[Items from a dataset]
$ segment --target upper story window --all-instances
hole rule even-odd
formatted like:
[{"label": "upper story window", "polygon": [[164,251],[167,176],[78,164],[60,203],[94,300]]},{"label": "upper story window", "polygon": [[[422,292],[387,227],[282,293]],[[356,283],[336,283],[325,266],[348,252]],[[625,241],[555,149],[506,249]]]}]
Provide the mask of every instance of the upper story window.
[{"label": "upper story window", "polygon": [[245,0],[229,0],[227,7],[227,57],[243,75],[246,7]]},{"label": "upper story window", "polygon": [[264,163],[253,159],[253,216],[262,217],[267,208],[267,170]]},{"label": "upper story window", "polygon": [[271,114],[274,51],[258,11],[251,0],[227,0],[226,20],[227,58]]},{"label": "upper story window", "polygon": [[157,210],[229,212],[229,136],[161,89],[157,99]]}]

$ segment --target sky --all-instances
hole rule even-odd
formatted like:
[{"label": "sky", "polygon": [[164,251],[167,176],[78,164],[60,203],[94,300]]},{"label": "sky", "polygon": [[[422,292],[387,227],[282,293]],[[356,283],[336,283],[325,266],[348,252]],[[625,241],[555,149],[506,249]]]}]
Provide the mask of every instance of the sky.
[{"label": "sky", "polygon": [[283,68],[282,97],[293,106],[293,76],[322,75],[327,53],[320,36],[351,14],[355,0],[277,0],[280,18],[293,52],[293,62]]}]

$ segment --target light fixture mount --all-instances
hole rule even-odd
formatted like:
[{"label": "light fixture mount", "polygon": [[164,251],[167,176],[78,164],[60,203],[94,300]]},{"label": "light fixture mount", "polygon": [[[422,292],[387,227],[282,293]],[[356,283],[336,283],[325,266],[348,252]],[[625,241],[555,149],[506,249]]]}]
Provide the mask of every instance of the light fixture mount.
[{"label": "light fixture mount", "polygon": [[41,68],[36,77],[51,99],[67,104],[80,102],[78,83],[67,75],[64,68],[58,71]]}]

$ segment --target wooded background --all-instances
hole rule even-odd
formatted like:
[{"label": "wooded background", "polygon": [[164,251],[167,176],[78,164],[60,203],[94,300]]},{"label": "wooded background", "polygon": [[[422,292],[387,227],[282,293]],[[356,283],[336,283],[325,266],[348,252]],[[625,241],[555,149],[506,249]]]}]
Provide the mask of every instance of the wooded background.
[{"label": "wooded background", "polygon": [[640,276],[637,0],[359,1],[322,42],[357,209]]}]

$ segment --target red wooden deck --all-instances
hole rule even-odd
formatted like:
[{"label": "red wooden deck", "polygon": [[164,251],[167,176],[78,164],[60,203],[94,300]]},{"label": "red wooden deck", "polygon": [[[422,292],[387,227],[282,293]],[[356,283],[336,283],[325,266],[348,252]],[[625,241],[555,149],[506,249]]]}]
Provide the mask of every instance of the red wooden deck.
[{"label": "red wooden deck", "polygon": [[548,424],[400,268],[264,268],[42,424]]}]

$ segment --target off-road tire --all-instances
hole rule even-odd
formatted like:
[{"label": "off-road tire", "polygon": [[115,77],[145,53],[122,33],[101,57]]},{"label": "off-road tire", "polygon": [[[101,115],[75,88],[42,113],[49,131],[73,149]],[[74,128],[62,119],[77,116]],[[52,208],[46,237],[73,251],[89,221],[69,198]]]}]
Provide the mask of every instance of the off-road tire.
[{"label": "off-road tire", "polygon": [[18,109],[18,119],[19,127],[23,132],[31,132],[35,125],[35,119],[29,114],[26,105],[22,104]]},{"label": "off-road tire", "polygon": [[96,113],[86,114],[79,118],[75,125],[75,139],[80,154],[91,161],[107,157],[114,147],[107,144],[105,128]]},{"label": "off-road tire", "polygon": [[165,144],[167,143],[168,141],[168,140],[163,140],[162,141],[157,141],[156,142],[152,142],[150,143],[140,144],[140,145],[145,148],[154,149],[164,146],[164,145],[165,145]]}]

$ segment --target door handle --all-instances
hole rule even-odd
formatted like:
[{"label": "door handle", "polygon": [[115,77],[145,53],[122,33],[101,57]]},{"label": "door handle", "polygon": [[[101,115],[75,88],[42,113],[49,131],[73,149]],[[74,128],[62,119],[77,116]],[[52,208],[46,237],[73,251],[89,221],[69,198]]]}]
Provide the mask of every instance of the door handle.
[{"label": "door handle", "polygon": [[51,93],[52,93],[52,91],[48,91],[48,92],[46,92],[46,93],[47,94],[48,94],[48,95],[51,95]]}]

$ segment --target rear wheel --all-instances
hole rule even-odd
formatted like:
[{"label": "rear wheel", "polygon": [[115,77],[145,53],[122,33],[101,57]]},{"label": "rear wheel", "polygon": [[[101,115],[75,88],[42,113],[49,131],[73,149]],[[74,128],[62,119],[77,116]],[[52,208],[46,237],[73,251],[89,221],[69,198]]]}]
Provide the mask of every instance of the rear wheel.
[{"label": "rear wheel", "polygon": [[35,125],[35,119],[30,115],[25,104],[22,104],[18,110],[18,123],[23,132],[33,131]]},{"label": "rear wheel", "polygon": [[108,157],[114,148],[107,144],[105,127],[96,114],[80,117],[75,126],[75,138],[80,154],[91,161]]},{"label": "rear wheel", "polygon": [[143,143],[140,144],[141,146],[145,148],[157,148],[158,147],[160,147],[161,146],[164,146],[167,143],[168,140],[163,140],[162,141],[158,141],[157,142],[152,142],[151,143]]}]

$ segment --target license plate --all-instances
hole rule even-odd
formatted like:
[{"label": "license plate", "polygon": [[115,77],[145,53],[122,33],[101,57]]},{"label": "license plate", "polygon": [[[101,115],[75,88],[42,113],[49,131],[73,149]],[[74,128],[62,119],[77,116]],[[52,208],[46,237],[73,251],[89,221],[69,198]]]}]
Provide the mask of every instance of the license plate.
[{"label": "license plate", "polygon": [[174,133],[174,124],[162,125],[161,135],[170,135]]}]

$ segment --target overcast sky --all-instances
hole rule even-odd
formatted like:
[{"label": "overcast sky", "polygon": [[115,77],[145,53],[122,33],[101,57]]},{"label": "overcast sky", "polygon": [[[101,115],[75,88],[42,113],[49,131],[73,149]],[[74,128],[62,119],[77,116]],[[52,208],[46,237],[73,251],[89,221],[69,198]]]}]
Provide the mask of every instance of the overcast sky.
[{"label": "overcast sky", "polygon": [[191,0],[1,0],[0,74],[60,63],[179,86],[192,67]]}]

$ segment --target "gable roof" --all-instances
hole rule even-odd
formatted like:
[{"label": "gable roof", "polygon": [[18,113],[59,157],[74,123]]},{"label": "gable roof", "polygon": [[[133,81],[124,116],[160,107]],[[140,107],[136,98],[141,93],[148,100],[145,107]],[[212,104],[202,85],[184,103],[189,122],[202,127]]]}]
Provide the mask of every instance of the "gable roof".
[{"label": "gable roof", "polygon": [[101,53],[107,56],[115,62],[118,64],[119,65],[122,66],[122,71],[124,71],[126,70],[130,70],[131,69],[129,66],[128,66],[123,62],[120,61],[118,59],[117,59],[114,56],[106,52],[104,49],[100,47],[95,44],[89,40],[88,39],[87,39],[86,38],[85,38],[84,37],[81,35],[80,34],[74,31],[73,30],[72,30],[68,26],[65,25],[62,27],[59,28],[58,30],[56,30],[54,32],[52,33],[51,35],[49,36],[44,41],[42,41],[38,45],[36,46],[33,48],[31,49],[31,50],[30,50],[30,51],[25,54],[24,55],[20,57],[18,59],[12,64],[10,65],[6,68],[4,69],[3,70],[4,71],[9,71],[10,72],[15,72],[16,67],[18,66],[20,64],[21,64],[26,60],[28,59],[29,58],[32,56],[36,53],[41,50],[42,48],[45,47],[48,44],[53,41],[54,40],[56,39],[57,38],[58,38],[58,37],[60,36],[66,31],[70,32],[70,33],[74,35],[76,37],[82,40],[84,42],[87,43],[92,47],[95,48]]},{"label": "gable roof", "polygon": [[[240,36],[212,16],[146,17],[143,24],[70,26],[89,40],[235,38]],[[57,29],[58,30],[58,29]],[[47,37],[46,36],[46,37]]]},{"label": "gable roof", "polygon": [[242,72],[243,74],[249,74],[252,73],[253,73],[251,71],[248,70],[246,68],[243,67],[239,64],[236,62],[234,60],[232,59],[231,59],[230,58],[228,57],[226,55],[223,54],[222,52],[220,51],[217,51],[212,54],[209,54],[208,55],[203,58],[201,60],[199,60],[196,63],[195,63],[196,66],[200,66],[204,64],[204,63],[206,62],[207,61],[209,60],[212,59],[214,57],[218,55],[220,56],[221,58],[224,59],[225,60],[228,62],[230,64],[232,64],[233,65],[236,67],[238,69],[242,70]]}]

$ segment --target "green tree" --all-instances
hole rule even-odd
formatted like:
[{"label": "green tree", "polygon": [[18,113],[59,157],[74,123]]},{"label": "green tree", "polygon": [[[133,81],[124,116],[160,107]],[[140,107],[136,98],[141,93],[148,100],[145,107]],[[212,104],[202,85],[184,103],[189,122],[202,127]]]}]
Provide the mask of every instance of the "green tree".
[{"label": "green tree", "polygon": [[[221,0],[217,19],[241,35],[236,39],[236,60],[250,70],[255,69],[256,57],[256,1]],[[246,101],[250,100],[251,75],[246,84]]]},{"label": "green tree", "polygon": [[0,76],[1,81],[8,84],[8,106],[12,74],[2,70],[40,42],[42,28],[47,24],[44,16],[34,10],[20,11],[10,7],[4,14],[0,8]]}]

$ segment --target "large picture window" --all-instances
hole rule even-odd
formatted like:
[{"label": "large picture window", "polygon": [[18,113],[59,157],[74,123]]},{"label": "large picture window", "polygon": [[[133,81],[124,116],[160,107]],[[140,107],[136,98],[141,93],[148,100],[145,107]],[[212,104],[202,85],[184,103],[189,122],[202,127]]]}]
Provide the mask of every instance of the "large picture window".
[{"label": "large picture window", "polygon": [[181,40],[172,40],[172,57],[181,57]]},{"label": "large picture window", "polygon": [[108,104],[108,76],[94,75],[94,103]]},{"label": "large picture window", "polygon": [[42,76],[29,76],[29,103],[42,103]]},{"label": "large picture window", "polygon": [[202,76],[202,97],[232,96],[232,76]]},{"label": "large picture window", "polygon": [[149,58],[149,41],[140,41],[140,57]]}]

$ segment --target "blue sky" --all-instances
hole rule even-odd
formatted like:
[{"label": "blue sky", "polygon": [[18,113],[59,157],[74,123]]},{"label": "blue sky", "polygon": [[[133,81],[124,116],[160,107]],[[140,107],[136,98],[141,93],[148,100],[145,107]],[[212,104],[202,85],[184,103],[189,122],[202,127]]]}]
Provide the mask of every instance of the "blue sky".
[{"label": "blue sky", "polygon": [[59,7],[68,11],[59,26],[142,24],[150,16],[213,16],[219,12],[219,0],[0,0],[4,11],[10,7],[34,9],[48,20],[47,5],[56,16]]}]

§ **PROBLEM DETAILS**
Copy out the lines from the start of the records through the line containing "Provide the mask of every instance of the upper", both ends included.

§ **RESPONSE TO THIS EXERCISE**
$ segment --target upper story window --all-instances
hole rule even-odd
formatted like:
[{"label": "upper story window", "polygon": [[164,251],[167,176],[78,164],[60,203],[94,300]]},{"label": "upper story window", "polygon": [[[422,292],[387,227],[282,293]],[[356,283],[336,283],[325,266],[348,252]],[[625,241],[555,149],[506,249]]]}]
Provide the mask of every instance of the upper story window.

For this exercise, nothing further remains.